■ Task objective: The expected result is the run of lines from the one containing "As a warehouse robot's perception module, locate ocean" to the end of the listing, copied exactly.

■ Exercise inputs:
========================================

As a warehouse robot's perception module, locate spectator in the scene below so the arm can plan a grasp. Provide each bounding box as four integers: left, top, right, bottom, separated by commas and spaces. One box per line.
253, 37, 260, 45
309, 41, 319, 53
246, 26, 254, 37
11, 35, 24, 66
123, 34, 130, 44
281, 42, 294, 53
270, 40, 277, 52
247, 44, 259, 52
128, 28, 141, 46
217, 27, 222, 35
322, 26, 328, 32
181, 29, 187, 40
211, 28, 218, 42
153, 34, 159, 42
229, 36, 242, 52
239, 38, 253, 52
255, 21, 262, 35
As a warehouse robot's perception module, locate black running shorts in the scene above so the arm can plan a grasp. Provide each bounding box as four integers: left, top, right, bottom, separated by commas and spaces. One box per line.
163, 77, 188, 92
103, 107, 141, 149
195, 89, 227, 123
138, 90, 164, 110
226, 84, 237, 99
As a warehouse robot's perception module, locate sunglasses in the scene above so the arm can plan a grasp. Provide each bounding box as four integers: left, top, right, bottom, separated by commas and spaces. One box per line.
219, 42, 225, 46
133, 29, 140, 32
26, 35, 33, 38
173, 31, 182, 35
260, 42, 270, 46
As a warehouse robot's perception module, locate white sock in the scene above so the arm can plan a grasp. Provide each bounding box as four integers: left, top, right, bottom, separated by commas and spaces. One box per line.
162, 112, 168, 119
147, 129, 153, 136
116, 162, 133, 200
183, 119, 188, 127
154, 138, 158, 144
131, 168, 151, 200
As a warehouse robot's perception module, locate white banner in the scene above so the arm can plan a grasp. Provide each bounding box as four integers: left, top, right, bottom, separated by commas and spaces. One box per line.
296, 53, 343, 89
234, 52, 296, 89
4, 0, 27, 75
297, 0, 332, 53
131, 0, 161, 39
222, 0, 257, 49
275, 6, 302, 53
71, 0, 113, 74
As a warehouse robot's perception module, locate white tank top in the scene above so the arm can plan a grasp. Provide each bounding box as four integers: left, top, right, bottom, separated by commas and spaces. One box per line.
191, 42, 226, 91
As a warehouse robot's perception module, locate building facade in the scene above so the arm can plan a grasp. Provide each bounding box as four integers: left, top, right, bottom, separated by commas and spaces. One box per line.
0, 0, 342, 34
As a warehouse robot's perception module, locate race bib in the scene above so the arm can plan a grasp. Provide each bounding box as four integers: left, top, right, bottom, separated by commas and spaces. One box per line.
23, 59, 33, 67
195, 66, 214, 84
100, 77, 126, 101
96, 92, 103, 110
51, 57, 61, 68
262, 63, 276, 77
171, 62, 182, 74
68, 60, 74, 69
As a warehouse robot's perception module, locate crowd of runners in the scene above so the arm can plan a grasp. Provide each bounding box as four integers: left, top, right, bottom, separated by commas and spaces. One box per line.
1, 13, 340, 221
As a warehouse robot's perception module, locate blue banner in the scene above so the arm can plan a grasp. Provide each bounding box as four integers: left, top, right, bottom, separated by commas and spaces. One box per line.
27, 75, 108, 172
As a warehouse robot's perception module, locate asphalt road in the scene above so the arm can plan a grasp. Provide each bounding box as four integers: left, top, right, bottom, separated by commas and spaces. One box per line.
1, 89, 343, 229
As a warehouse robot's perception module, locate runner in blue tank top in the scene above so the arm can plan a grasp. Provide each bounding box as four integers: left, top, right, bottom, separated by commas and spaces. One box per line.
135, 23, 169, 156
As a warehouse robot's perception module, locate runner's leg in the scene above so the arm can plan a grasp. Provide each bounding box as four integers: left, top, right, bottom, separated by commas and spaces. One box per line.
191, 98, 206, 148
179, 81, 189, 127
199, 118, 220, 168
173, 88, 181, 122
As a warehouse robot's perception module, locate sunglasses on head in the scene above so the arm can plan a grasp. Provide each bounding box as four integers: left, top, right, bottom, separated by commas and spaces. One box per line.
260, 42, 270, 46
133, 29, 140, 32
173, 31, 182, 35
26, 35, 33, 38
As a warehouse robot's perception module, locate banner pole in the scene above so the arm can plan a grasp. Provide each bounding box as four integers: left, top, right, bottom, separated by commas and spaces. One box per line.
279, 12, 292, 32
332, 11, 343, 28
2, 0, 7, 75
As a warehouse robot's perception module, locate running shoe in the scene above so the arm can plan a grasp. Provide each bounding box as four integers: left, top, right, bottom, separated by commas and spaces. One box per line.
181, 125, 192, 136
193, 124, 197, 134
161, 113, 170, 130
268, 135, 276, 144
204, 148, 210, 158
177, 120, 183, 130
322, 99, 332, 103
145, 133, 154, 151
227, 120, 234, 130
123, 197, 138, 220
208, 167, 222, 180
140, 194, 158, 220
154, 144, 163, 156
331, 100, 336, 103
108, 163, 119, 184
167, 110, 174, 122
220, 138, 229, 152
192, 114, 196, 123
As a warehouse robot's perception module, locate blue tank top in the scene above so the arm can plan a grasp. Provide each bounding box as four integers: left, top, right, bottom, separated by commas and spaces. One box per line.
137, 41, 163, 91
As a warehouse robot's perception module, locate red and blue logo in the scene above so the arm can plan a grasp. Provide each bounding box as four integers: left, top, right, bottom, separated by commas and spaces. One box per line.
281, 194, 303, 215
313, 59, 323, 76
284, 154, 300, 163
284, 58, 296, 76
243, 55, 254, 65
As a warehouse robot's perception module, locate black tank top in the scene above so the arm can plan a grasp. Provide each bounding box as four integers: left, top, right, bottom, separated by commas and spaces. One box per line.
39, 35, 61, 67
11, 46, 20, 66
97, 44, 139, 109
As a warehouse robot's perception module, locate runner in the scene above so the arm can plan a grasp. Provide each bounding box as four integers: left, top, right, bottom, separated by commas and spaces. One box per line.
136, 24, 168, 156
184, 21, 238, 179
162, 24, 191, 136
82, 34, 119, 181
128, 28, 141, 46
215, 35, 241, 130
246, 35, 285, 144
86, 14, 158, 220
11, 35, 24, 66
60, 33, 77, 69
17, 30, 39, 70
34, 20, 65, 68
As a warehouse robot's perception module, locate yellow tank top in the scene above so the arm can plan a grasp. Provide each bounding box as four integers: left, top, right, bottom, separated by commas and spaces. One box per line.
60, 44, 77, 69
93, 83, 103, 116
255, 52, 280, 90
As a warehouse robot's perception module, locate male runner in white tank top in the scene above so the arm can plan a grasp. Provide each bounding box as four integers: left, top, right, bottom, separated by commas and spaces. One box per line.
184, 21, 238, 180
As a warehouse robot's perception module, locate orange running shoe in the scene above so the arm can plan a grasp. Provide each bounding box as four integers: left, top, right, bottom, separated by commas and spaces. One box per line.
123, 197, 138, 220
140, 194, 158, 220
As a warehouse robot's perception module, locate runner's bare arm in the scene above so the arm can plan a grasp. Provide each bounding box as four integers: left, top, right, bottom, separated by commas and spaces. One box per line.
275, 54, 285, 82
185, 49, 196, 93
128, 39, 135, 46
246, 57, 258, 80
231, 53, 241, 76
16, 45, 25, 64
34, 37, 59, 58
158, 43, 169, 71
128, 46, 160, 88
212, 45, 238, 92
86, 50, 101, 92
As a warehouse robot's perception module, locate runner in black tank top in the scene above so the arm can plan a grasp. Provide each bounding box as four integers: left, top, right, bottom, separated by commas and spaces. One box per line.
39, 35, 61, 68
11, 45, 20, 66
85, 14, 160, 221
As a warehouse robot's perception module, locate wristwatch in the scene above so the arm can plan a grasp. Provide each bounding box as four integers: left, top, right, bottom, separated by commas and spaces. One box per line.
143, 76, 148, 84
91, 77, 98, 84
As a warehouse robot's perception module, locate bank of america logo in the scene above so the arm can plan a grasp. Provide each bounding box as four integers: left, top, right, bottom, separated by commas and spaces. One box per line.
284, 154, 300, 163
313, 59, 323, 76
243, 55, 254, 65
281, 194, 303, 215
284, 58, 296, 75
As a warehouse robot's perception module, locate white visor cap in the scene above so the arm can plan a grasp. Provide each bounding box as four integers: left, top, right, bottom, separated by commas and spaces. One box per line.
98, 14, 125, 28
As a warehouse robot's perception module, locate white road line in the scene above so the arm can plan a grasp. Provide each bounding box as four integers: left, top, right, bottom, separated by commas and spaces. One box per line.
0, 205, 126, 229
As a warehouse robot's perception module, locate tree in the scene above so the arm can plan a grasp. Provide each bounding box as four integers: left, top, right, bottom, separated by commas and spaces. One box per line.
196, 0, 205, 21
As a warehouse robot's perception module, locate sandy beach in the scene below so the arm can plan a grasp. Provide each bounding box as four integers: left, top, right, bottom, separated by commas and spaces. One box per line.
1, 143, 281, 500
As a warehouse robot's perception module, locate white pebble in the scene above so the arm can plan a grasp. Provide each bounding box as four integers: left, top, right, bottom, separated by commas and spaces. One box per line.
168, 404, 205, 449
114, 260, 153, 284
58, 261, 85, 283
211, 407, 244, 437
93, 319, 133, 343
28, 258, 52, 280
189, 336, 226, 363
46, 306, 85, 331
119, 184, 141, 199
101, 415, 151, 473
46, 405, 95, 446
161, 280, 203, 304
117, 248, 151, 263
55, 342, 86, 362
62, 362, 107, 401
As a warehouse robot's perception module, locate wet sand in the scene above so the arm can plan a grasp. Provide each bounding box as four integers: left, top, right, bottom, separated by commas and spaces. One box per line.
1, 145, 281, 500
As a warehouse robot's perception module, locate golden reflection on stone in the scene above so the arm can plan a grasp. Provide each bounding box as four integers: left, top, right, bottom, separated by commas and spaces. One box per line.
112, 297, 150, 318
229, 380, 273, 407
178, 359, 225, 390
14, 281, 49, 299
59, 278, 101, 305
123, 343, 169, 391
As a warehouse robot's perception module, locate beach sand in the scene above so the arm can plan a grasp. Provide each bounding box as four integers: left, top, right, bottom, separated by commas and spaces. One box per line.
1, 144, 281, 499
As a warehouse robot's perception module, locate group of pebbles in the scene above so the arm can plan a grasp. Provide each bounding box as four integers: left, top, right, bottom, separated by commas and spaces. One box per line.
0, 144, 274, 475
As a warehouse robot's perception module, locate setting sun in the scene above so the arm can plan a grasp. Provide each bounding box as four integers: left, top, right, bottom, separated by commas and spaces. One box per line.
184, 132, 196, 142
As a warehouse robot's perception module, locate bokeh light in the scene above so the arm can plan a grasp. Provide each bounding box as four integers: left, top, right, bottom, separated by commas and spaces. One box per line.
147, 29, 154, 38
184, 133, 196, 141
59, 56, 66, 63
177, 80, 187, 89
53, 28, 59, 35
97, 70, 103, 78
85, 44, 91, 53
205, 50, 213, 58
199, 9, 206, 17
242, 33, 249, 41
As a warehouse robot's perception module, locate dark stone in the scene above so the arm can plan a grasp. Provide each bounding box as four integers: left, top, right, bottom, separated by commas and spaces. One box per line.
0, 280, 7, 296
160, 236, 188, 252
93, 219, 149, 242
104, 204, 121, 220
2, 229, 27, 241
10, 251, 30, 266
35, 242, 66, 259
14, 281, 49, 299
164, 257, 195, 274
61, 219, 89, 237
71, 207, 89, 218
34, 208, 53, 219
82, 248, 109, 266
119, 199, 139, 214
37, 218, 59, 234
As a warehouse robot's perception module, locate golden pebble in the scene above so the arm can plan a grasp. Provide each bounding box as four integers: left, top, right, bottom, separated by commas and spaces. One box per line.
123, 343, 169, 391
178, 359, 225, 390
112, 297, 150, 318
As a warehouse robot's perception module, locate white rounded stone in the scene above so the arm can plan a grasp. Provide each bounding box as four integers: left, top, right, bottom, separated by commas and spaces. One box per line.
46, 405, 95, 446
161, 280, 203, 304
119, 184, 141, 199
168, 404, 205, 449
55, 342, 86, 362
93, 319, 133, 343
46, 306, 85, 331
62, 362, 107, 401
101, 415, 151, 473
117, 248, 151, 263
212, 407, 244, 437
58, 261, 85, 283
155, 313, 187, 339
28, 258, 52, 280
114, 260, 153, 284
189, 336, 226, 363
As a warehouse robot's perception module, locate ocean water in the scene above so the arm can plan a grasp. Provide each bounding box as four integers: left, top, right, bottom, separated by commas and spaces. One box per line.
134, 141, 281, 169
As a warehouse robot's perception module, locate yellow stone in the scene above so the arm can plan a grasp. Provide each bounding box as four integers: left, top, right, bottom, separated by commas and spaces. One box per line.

========================================

■ Written answer:
As a warehouse robot's perception module, locate ocean water in the scene above so the arm can plan a grasp. Provide each bounding box as four integers: left, top, right, bottom, separated by commas and spaces. One box per line.
134, 141, 281, 169
As a warehouse robot's perception module, locate yellow stone in the scene above so the arm can plan a grasp. Provide each bounding box as four integers: left, top, right, bottom, separated by commas and spaces. One box per line.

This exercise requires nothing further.